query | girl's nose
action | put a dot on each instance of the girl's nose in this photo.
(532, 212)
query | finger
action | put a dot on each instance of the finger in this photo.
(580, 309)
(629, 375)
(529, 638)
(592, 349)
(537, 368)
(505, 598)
++++
● EXERCISE BRIEF
Can you rewrite everything from the line containing "query | finger" down to the end of the records, changing "dot" to "mark" and keeping everything else the same?

● OUTPUT FOR THIS EXERCISE
query | finger
action | put a mark on each instance of the finger in this photo.
(580, 309)
(629, 375)
(529, 638)
(592, 349)
(537, 368)
(505, 598)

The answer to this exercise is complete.